## [Task inputs]
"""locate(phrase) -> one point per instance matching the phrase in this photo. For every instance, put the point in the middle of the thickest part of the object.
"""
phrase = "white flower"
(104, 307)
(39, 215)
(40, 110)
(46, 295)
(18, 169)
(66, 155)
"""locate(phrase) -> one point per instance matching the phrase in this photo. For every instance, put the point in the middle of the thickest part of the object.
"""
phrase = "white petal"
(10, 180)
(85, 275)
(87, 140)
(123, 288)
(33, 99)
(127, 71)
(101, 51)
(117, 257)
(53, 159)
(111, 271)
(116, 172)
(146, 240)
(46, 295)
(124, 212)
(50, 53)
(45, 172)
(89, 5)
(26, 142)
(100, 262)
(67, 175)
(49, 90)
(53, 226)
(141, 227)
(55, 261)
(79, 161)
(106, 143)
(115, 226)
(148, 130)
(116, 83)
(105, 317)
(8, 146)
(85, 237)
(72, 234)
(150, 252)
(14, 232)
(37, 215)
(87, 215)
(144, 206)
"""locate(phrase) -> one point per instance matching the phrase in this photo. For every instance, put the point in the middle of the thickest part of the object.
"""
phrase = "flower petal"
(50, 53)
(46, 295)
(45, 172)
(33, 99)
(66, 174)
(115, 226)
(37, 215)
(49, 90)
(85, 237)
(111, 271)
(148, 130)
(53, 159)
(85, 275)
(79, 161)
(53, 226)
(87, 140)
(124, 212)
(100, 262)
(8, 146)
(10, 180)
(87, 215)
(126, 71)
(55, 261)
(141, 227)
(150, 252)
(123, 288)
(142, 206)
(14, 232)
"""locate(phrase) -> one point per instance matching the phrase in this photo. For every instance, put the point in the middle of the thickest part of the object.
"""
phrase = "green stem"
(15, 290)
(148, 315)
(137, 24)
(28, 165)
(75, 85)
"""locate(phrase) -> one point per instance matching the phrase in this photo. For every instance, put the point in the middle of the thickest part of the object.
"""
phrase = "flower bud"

## [Work to be completed]
The answer consists of the whole listing, restated exactly.

## [Result]
"""locate(phrase) -> one point per instance matching the phrase in this photo. For every instance, put the point in the middle of the thickest part of the object.
"""
phrase = "white flower"
(104, 307)
(39, 215)
(40, 110)
(46, 295)
(18, 169)
(66, 155)
"""locate(phrase) -> one point per instance matching the phrase in this photo. For every instance, put the point in the middle of the thickest part of the object.
"""
phrase = "white petal"
(10, 180)
(85, 275)
(87, 140)
(123, 288)
(33, 99)
(127, 71)
(101, 51)
(117, 257)
(53, 159)
(111, 271)
(116, 172)
(146, 240)
(46, 295)
(124, 212)
(50, 53)
(45, 172)
(89, 5)
(26, 142)
(100, 262)
(67, 175)
(49, 90)
(53, 226)
(141, 227)
(55, 261)
(79, 161)
(106, 143)
(115, 226)
(148, 130)
(116, 83)
(105, 317)
(8, 146)
(85, 237)
(72, 234)
(150, 252)
(14, 232)
(37, 215)
(87, 215)
(144, 206)
"""locate(phrase) -> one point per instance matching the phrase in this photo. For every instance, put the point in the middle of the thickest part of the object.
"""
phrase = "flower petal"
(50, 53)
(46, 295)
(45, 172)
(33, 99)
(66, 174)
(115, 226)
(37, 215)
(49, 90)
(85, 237)
(111, 271)
(148, 130)
(53, 159)
(85, 275)
(79, 161)
(53, 226)
(87, 140)
(124, 212)
(100, 262)
(8, 146)
(10, 180)
(87, 215)
(126, 71)
(55, 261)
(141, 227)
(150, 252)
(123, 288)
(142, 206)
(14, 232)
"""locate(phrase) -> one point per instance matching the phrase in this photo. For every instance, put the point in the middle of the thickest part of the object.
"""
phrase = "green stem"
(15, 290)
(148, 315)
(137, 24)
(28, 165)
(75, 85)
"""locate(phrase) -> one point per instance matching the phrase in this photo. For every instance, put the point in the middle of the thickest part of the object.
"""
phrase = "flower bud"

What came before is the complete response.